Would you show every line from the records that holds "road"?

■ ■ ■

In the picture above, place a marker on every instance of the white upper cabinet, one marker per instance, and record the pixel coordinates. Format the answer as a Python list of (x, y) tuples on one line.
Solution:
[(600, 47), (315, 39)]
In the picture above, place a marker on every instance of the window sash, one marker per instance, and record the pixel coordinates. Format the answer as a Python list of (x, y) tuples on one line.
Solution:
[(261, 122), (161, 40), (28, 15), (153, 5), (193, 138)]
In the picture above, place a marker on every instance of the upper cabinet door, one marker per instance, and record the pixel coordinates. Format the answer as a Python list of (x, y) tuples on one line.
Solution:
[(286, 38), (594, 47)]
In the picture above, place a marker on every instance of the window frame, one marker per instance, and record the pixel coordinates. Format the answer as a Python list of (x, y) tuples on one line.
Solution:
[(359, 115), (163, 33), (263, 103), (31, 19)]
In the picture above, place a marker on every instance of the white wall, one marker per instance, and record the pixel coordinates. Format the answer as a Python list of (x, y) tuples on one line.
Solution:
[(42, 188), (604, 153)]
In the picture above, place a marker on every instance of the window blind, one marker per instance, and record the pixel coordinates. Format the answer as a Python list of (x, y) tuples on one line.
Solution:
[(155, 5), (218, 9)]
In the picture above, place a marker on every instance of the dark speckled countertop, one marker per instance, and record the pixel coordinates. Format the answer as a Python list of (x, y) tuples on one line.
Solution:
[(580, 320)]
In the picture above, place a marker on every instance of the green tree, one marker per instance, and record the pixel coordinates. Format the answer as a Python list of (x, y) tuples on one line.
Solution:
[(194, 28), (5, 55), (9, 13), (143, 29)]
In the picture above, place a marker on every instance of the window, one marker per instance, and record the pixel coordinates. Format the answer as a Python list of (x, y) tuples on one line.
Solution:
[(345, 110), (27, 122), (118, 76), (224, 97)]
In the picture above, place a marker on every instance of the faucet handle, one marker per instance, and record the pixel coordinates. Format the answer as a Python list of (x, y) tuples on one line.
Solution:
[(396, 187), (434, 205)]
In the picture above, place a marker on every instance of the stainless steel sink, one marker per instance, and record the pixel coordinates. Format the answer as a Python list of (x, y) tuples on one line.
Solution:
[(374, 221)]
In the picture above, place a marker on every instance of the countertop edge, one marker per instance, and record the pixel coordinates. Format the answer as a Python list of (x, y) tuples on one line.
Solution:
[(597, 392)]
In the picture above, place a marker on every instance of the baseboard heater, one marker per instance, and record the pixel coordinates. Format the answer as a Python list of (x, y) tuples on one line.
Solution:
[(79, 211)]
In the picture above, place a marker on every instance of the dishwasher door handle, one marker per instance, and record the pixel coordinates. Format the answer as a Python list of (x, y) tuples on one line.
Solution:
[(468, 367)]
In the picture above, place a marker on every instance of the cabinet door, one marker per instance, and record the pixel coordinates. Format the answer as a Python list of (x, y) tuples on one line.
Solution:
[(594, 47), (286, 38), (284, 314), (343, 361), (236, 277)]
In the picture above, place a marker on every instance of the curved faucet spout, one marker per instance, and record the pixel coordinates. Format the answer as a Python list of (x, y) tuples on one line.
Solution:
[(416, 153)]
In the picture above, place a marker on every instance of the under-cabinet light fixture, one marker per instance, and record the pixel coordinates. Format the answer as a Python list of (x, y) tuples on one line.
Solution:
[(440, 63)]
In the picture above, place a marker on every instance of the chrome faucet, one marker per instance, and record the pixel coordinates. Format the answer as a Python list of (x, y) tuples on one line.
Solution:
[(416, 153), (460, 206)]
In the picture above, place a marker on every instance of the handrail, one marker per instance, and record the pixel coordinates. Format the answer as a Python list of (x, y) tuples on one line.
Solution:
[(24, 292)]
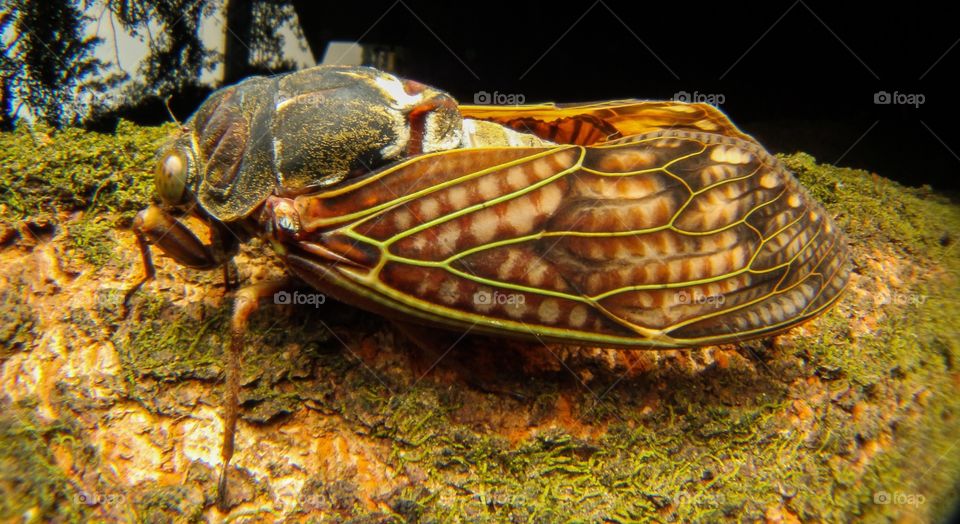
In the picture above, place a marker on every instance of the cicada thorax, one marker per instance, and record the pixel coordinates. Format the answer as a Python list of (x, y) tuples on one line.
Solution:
[(668, 239), (311, 129), (594, 123)]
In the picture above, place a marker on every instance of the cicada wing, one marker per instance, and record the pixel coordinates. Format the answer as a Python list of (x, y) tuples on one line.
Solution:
[(700, 238), (669, 239), (593, 123)]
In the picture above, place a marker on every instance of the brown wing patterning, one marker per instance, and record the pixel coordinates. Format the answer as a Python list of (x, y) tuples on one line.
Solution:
[(668, 239)]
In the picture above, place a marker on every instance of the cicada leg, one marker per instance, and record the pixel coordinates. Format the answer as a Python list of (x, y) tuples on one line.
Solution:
[(245, 303), (154, 226)]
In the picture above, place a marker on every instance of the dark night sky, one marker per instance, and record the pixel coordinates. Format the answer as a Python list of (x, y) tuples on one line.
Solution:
[(797, 75)]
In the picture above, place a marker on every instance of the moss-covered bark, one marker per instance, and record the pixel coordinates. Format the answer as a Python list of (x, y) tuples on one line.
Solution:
[(852, 416)]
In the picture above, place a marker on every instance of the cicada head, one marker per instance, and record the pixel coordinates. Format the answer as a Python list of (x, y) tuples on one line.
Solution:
[(176, 173)]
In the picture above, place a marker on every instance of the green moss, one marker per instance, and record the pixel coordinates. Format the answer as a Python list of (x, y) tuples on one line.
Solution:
[(33, 487), (45, 172)]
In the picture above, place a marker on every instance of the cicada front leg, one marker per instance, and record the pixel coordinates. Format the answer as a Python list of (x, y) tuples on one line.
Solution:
[(154, 226), (245, 303)]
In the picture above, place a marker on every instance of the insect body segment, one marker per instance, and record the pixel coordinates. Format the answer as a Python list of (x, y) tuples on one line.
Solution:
[(668, 239), (628, 223)]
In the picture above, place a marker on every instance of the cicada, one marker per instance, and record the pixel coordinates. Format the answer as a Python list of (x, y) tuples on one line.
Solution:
[(628, 224)]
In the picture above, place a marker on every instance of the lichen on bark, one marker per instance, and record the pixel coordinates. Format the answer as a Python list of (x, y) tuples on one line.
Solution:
[(106, 416)]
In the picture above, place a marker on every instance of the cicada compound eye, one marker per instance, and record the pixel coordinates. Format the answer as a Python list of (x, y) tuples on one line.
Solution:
[(170, 177)]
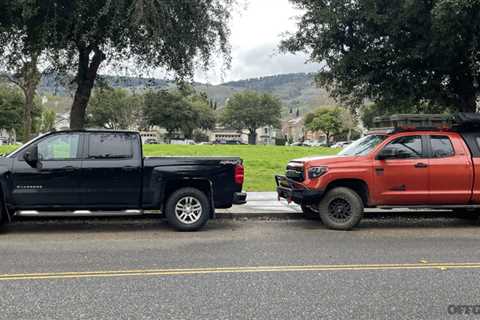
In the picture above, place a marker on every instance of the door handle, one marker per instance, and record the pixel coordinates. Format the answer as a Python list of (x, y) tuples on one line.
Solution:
[(421, 165)]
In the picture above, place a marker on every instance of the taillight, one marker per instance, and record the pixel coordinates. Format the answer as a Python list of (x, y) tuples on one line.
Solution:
[(239, 174)]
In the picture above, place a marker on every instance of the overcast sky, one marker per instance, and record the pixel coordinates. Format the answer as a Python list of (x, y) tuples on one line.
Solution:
[(257, 28)]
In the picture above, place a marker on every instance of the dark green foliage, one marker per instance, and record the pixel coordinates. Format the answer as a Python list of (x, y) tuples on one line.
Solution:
[(114, 109), (175, 111), (403, 52)]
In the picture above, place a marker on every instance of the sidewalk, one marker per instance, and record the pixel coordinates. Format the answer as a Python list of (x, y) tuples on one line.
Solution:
[(266, 205), (260, 204)]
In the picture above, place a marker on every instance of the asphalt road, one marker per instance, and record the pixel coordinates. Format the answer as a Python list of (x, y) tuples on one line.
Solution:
[(390, 267)]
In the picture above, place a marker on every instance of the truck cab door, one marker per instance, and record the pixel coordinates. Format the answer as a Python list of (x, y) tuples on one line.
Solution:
[(112, 171), (401, 171), (54, 180), (451, 173)]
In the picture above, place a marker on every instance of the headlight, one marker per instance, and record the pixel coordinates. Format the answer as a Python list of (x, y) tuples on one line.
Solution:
[(315, 172)]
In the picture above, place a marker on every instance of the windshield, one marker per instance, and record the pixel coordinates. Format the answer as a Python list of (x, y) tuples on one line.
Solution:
[(362, 146)]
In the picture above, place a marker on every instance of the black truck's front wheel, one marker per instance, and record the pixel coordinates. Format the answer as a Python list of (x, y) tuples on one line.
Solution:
[(310, 212), (187, 209)]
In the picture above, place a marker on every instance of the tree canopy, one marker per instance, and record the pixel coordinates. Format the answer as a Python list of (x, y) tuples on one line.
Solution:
[(327, 120), (83, 34), (251, 110), (423, 52), (178, 111), (12, 103)]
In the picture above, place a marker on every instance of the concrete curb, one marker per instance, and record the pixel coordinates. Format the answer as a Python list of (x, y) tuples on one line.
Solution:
[(259, 215)]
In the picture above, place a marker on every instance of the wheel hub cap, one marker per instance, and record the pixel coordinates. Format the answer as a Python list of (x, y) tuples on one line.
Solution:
[(339, 210), (188, 210)]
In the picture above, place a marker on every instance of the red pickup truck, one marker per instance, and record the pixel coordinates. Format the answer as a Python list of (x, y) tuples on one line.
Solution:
[(401, 167)]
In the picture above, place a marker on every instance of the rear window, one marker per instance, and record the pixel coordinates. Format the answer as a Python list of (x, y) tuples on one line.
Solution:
[(442, 147), (110, 146)]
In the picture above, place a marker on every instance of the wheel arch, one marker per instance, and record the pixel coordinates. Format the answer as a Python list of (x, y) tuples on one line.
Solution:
[(205, 185), (357, 185)]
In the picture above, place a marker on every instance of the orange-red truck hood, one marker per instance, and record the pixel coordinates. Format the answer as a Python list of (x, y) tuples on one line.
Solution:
[(325, 160)]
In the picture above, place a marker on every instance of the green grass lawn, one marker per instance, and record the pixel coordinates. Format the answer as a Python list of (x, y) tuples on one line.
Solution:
[(261, 162)]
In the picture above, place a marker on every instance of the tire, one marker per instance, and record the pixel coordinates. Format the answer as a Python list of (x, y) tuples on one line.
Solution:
[(341, 209), (195, 212), (310, 212)]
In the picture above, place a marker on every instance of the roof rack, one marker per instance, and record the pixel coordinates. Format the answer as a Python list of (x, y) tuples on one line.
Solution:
[(414, 121), (427, 122)]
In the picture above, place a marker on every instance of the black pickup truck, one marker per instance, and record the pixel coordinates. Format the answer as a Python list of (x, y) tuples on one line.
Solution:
[(99, 172)]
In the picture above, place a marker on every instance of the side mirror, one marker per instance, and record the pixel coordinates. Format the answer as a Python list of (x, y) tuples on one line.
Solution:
[(31, 156), (387, 153)]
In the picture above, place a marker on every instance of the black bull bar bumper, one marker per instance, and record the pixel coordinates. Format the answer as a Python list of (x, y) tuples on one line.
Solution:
[(295, 191)]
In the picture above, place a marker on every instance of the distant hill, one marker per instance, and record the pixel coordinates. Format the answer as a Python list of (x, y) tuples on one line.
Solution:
[(296, 90)]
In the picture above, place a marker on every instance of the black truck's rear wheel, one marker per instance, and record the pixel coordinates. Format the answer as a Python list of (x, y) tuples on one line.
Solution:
[(187, 209), (341, 209)]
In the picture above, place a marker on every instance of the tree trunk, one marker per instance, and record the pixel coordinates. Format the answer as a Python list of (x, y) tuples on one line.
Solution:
[(28, 110), (86, 75), (252, 136), (466, 100)]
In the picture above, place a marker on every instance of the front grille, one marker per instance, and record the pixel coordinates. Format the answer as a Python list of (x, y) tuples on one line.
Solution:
[(295, 171)]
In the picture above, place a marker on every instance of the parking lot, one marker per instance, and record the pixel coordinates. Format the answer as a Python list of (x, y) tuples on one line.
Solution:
[(270, 264)]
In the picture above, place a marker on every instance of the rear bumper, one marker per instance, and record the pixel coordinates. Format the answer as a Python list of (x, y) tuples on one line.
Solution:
[(239, 198), (294, 191)]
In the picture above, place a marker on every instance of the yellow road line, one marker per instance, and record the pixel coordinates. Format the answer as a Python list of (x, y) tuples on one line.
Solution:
[(252, 269)]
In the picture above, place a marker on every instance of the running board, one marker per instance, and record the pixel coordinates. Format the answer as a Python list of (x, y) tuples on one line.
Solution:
[(440, 207), (77, 213)]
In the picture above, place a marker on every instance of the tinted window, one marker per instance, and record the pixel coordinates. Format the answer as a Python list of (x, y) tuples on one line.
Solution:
[(59, 147), (406, 147), (362, 146), (441, 147), (110, 146)]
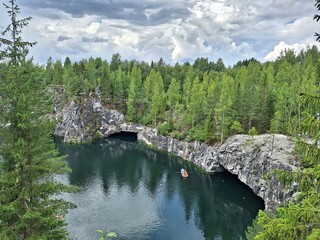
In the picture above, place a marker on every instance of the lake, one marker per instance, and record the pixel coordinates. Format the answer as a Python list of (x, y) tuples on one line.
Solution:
[(140, 194)]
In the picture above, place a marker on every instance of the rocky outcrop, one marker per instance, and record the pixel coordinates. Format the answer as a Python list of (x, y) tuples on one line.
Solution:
[(251, 158)]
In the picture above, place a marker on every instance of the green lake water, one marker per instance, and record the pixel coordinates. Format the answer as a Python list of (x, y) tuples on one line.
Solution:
[(140, 194)]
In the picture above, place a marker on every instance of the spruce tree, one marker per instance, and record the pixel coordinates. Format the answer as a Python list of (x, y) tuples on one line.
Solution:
[(29, 160)]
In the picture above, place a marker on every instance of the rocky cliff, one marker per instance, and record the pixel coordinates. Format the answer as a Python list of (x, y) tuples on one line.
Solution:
[(251, 158)]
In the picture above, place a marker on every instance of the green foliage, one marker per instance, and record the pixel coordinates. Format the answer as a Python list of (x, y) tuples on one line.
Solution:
[(254, 230), (236, 127), (30, 161)]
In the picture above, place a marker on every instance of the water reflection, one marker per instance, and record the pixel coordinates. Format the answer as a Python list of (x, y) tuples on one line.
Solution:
[(140, 194)]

■ ■ ■

§ **Output below**
In the picture above, place a marker on every instance of the asphalt road, one marker per instance, and record the pixel coordinates. Format the answer as a Python list of (x, y) tuples on one line.
In the picture above, place a marker on every instance of the yellow road line, one marker per instance, and record the pixel coordinates. Format the answer as a Python list of (x, y) tuples on one line.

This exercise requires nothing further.